== GIVEN REQUEST ==
Copy out each line of the data below word for word, omitting the pictures.

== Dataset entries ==

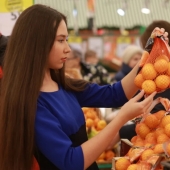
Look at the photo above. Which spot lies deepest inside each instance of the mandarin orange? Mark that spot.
(148, 71)
(162, 81)
(161, 66)
(149, 86)
(139, 80)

== THE RESPONSE ==
Look at the photo above. Which spot lies deepest inside each instance of the mandarin orange? Mark that spot.
(148, 71)
(162, 81)
(161, 66)
(149, 86)
(139, 80)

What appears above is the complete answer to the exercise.